◆ **EXERCISE GOAL**
Write out every record in full, exactly as written, please.

#### DATA SECTION ####

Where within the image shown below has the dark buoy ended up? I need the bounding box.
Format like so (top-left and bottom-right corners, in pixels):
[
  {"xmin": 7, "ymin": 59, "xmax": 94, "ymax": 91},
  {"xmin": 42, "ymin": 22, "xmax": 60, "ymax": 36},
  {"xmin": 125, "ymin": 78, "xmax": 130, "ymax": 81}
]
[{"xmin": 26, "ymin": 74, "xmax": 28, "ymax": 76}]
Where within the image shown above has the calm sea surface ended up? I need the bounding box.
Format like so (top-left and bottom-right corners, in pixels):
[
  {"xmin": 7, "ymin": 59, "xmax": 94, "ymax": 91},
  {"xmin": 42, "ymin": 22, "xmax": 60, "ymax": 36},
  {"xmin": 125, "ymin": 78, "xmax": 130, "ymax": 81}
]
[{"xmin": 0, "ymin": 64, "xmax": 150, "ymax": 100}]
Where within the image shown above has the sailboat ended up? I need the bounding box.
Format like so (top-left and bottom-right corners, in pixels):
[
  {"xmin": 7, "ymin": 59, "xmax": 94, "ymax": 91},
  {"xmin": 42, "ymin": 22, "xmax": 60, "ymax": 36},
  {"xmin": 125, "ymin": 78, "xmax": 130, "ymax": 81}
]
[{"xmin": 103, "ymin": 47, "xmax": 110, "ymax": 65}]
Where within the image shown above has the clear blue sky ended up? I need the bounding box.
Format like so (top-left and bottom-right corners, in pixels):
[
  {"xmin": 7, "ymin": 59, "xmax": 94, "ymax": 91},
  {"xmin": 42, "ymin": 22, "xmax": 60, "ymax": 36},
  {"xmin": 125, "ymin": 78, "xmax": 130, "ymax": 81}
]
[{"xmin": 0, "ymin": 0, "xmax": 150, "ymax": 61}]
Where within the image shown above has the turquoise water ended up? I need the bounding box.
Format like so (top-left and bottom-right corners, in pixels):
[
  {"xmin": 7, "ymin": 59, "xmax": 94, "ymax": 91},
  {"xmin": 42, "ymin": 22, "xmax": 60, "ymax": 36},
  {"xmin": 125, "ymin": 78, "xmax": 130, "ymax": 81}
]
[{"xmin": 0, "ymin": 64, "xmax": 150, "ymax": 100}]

####

◆ **WRITTEN ANSWER**
Where within the image shown below has the dark buoy ended up? I need the bounding box.
Format like so (top-left and bottom-right corners, in pixels):
[
  {"xmin": 7, "ymin": 59, "xmax": 94, "ymax": 91},
  {"xmin": 42, "ymin": 22, "xmax": 60, "ymax": 36},
  {"xmin": 125, "ymin": 78, "xmax": 130, "ymax": 81}
]
[{"xmin": 26, "ymin": 74, "xmax": 28, "ymax": 76}]
Where within the image shown above has the calm sea surface ended up? I need the bounding box.
Format like so (top-left and bottom-right corners, in pixels):
[
  {"xmin": 7, "ymin": 59, "xmax": 94, "ymax": 91},
  {"xmin": 42, "ymin": 22, "xmax": 60, "ymax": 36},
  {"xmin": 125, "ymin": 78, "xmax": 130, "ymax": 81}
]
[{"xmin": 0, "ymin": 64, "xmax": 150, "ymax": 100}]
Where within the image shown above has the sailboat ended up? I need the bounding box.
Format like so (top-left and bottom-right corners, in pixels):
[
  {"xmin": 7, "ymin": 59, "xmax": 94, "ymax": 91},
  {"xmin": 42, "ymin": 22, "xmax": 60, "ymax": 36},
  {"xmin": 125, "ymin": 78, "xmax": 130, "ymax": 81}
]
[{"xmin": 103, "ymin": 47, "xmax": 110, "ymax": 65}]
Where within the image shown above has the clear blue sky ended up? I need the bounding box.
Format like so (top-left and bottom-right corners, in pixels):
[
  {"xmin": 7, "ymin": 59, "xmax": 94, "ymax": 91},
  {"xmin": 42, "ymin": 22, "xmax": 60, "ymax": 36},
  {"xmin": 125, "ymin": 78, "xmax": 130, "ymax": 81}
]
[{"xmin": 0, "ymin": 0, "xmax": 150, "ymax": 61}]
Where within the image shown above has the turquoise water ended up? I need the bounding box.
Format like so (top-left and bottom-right corners, in pixels):
[
  {"xmin": 7, "ymin": 59, "xmax": 94, "ymax": 91},
  {"xmin": 42, "ymin": 22, "xmax": 60, "ymax": 36},
  {"xmin": 125, "ymin": 78, "xmax": 130, "ymax": 81}
]
[{"xmin": 0, "ymin": 64, "xmax": 150, "ymax": 100}]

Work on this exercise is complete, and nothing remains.